» TASK OBJECTIVE
Exactly as written, set down every entry once more.

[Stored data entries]

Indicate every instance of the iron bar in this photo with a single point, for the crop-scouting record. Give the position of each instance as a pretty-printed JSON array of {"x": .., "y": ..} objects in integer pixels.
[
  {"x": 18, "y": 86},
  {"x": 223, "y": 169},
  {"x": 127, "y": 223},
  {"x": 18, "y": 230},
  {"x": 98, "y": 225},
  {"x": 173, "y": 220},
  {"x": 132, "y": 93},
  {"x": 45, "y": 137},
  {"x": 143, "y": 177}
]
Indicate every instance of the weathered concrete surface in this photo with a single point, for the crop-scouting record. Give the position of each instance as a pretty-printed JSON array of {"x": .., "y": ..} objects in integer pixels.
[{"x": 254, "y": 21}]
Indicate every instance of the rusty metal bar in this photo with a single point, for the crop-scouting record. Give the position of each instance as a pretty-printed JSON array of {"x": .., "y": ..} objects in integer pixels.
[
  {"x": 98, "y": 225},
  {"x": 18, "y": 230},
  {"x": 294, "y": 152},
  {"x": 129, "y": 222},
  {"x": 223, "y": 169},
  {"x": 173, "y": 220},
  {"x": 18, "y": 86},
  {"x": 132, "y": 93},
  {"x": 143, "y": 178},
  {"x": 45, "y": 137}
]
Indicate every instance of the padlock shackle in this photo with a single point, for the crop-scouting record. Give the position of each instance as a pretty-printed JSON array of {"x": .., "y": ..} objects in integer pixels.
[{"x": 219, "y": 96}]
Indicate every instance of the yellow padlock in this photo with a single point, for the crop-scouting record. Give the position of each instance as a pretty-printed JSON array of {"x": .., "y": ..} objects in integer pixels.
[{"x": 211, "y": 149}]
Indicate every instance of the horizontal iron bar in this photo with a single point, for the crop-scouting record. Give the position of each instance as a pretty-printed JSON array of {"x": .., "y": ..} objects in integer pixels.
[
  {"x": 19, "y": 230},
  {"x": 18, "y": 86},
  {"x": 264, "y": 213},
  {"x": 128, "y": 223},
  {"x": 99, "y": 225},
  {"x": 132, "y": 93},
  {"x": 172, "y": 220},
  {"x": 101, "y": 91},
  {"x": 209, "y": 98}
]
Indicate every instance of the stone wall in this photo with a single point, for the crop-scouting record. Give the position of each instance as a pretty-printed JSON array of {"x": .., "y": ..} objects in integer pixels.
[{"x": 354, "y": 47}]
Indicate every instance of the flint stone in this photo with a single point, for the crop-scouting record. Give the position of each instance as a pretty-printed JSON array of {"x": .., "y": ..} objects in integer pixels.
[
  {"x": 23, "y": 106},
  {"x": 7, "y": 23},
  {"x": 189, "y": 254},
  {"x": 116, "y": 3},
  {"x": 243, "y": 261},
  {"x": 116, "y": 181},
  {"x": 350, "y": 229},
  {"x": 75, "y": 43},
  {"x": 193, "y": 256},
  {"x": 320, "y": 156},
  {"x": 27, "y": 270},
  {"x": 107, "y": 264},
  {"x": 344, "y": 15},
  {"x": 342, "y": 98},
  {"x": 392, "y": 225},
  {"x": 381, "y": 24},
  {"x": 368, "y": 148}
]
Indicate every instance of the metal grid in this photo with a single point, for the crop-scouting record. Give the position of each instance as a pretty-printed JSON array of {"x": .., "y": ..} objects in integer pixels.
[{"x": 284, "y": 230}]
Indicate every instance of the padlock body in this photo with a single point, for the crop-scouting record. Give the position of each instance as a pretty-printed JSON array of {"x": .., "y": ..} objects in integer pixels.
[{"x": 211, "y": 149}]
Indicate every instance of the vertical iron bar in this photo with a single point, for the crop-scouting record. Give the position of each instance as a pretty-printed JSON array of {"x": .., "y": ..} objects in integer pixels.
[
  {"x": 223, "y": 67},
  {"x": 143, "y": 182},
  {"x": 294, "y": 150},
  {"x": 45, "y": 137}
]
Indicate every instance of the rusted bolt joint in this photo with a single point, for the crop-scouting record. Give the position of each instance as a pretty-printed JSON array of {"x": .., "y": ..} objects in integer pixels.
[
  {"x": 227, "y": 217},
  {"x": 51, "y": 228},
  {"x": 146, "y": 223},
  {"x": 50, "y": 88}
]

» EXERCISE RESPONSE
Indicate every instance of the iron bar in this photo with a single point, for the crop-scouting record. Give the position of each instance as a pretty-printed JSON array of {"x": .., "y": ..} objects in integer pixels.
[
  {"x": 18, "y": 86},
  {"x": 223, "y": 169},
  {"x": 127, "y": 223},
  {"x": 18, "y": 230},
  {"x": 98, "y": 225},
  {"x": 173, "y": 220},
  {"x": 132, "y": 93},
  {"x": 45, "y": 137},
  {"x": 143, "y": 177}
]
Indicate every instance of the weathered concrete surface in this photo with a single point, for the crop-scouting record. Give the position of each instance as a pretty-printed JSON array of {"x": .., "y": ..} objects in integer pixels.
[{"x": 254, "y": 21}]
Indicate every instance of the rusty metal bar in this photo with a single point, for the crop-scouting record. Give the position of each instance as a pretty-printed JSON array of {"x": .., "y": ..} objects in integer pixels.
[
  {"x": 98, "y": 225},
  {"x": 18, "y": 230},
  {"x": 294, "y": 152},
  {"x": 129, "y": 222},
  {"x": 223, "y": 169},
  {"x": 173, "y": 220},
  {"x": 18, "y": 86},
  {"x": 132, "y": 93},
  {"x": 143, "y": 178},
  {"x": 45, "y": 137}
]
Indicate every instance of the padlock shackle in this photo with a single point, for the crop-scouting record. Give the position of each instance as a pretty-printed JSON array of {"x": .., "y": ..} objects in integer pixels.
[{"x": 219, "y": 96}]
Indicate every instance of the yellow padlock in this photo with a single point, for the crop-scouting record. Give the position of each instance as a pretty-printed JSON array of {"x": .., "y": ..} objects in integer pixels.
[{"x": 211, "y": 149}]
Indicate every instance of the horizontal iron bar in this photo with a single point, for the crop-scouting record. Give the position of each instance as a pretty-printed JSON array of {"x": .., "y": ..} objects in integer pixels.
[
  {"x": 19, "y": 230},
  {"x": 18, "y": 86},
  {"x": 264, "y": 213},
  {"x": 128, "y": 223},
  {"x": 99, "y": 225},
  {"x": 132, "y": 93},
  {"x": 172, "y": 220},
  {"x": 101, "y": 91},
  {"x": 209, "y": 98}
]
Indicate every instance of the stone wall in this photo with a single point, for the crop-scouting record. Give the position of each instance as a pretty-printed JSON array of {"x": .., "y": ..} objects in integer pixels.
[{"x": 354, "y": 47}]
Indicate every instance of the flint stone in this photo with a single point, for the crop-scouting record. Give the position of each instance as a pretty-printed JSON array of {"x": .., "y": ..} objects in integer pixels.
[
  {"x": 23, "y": 106},
  {"x": 7, "y": 23},
  {"x": 189, "y": 254},
  {"x": 116, "y": 3},
  {"x": 243, "y": 261},
  {"x": 116, "y": 181},
  {"x": 350, "y": 229},
  {"x": 75, "y": 43},
  {"x": 193, "y": 256},
  {"x": 320, "y": 156},
  {"x": 27, "y": 270},
  {"x": 107, "y": 264},
  {"x": 344, "y": 15},
  {"x": 342, "y": 98},
  {"x": 392, "y": 225},
  {"x": 381, "y": 24},
  {"x": 368, "y": 148}
]
Indicate every instance of the metal grid in this photo with a single point, for the crop-scouting record. Give the position of each instance as a pretty-printed JSON array of {"x": .., "y": ..} objects in integer pixels.
[{"x": 284, "y": 230}]
Indicate every instance of the padlock body in this photo with a single point, for the crop-scouting record. Give the position of each instance as a pretty-printed JSON array of {"x": .., "y": ..} objects in integer pixels.
[{"x": 211, "y": 149}]
Indicate every instance of the vertical iron bar in this photo with a single point, for the crop-scouting record. Give the position of each instance as a pretty-printed JSON array of {"x": .., "y": ..} objects in integer pixels.
[
  {"x": 223, "y": 67},
  {"x": 143, "y": 182},
  {"x": 294, "y": 150},
  {"x": 45, "y": 137}
]
Indicate every instance of the rusted bolt joint in this photo with a single point, for the crop-scouting record. Give the position of each instance as a pretty-printed JSON array of {"x": .., "y": ..} objects in integer pixels.
[
  {"x": 227, "y": 217},
  {"x": 51, "y": 228},
  {"x": 146, "y": 223},
  {"x": 50, "y": 88}
]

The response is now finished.